* **Work to complete**
a. List the shell commands that appear in the forum thread about connecting Livebook to a remote node.
b. Pick up the forum thread about connecting Livebook to a remote node after its final sentence and continue it.

* **Page text**
Technically steps 3. and 4. could be done by using a custom EPMD module, but since we are talking about Livebook, the solution assumes no changes to the EPMD module. (In fact, Livebook already uses a custom EPMD for a similar purpose).

2 Likes

Hello! Thanks for your help and your script to register the node.

I make it as far as seeing connection refused in the SSH tunnel when I attempt to connect to the node so I can see Livebook is trying to connect over the port to the remote node. But I think it’s still stuck somewhere between 1-3.

  1. Done, and I can see that this port has been picked up if I cat /proc/net/tcp after entering the container. If I try to run bin/app remote for an IEX session I receive err address in use.
  2. Done
  3. This might be where I’m unstuck. I have set the RELEASE_NODE as app@127.0.0.1.

I’m quite a novice with distributed Elixir, apologies. If I enter the container, and run epmd -names I can see that epmd is still running on port 4369 and the node (name app at port 9000) is running on port 9000, with the config set in step one. Is that right? The argument to me reads as though epmd should be on port 9000.

1 Like

Just to make sure, you are using RELEASE_DISTRIBUTION=name, RELEASE_NODE=app@127.0.0.1 and the same cookie?

If I enter the container, and run epmd -names I can see that epmd is still running on port 4369 and the node (name app at port 9000) is running on port 9000, with the config set in step one. Is that right? The argument to me reads as though epmd should be on port 9000.

This is correct. The argument name is confusing, and in fact it’s going to change in the next OTP version. It is supposed to set the port that the node uses for distribution, not the EPMD port itself. So name app at port 9000 looks good.

If the connection is refused, the only thing I can think of is something with the forwarding. For the ssh forwarding maybe try 127.0.0.1 and not localhost, unless you already do that. Otherwise it could be the port forwarding to Docker.

2 Likes

Hey, I’m trying to do the same thing without the ssh tunnel part.

So far I can connect a local iex session to the remote node (with Node.connect) but only using it’s IP, using it’s hostname won’t work for some reason (while a local iex session with --remsh app@example.com works).

* **Source excerpt**

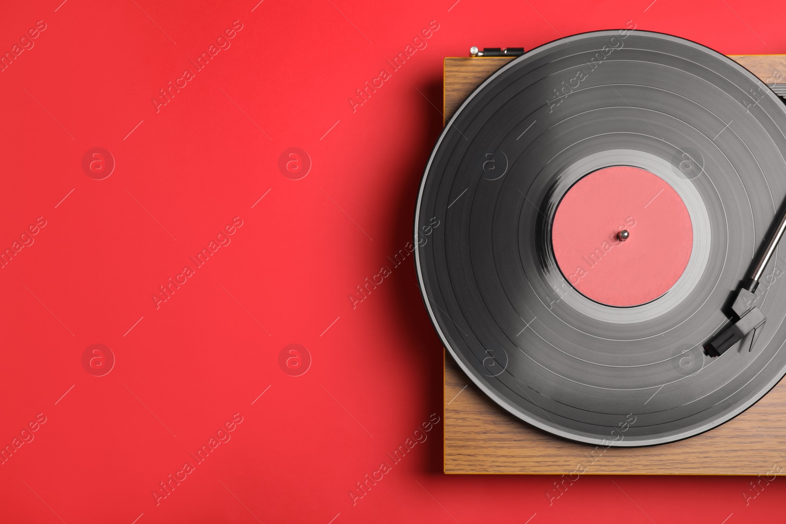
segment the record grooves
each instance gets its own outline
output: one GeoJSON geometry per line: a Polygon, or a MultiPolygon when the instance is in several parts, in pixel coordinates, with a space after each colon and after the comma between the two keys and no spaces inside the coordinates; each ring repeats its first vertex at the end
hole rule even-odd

* **Answers for the exercise**
a.
cat /proc/net/tcp
bin/app remote
epmd -names

b.
And I can’t get working livebook locally with my remote node, I started it with the LIVEBOOK_NODE, LIVEBOOK_DISTRIBUTION and ERL_AFLAGS but no luck livebook won’t connect to the remote node.

Any idea what the problem might be? I found another topic which look like my issue but my mtu is already set at 1500 so no luck either here.

Ok found it, starting livebook without the ERL_AFLAGS and now it connects!

Here is my configuration for anyone looking for the same thing:

Release

Create rel/remote.vm.args.eex with:

-erl_epmd_port 9000

So that docker compose exec app bin/app remote works

Remote

services:
  app:
    ...
    environment:
      ELIXIR_ERL_OPTIONS: "-erl_epmd_port 9000"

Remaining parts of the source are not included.